Your instructions: Set down, word for word, the stretch of the essay on investing for young people below from "I have come" through "form of money.".

Extracted text:
________________________________________

Investing For Young People

As a young person who thinks and talks a lot about investing, I have realized that most advice about investing isn’t suitable for young people.

While we are busy looking for money to invest in assets, we forget that we are the most valuable asset class. We forget that investing in ourselves is the best investment we could ever make.

I have come to realize that much talk about investing ignores the assets that young people have in abundance- time and energy. They instead focus on the one thing that young people do not have much of it- money.

Moreover, they only talk about the asset classes that can yield monetary returns from no other resource other than money. They do not talk about other important asset classes that see higher returns than investing in traditional or customary assets and that do not need capital in the form of money.

How To Beat The Market

To start this off, I will pick a discussion by Nat Eliason that he featured in his newsletter episode titled, How To Beat The Market.

In the episode, Nat argues that the fact that it is hard to beat the market, investing in index funds rather than picking individual stocks isn’t the solution to everyone’s inability to beat the market.

He argues that investing in your earning potential and time will often beat the market, especially if you do not have a huge portfolio.

He writes,

“I haven’t done the precise math on this, but I’d argue that until you’re making mid six figures, it’s probably a better ROI to spend extra cash on increasing the value of your time than on index funds.

________________________________________

Dataset excerpts:

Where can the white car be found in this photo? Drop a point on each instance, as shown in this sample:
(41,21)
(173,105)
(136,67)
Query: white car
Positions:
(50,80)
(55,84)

________________________________________

Answer box:
I have come to realize that much talk about investing ignores the assets that young people have in abundance- time and energy. They instead focus on the one thing that young people do not have much of it- money.

Moreover, they only talk about the asset classes that can yield monetary returns from no other resource other than money. They do not talk about other important asset classes that see higher returns than investing in traditional or customary assets and that do not need capital in the form of money.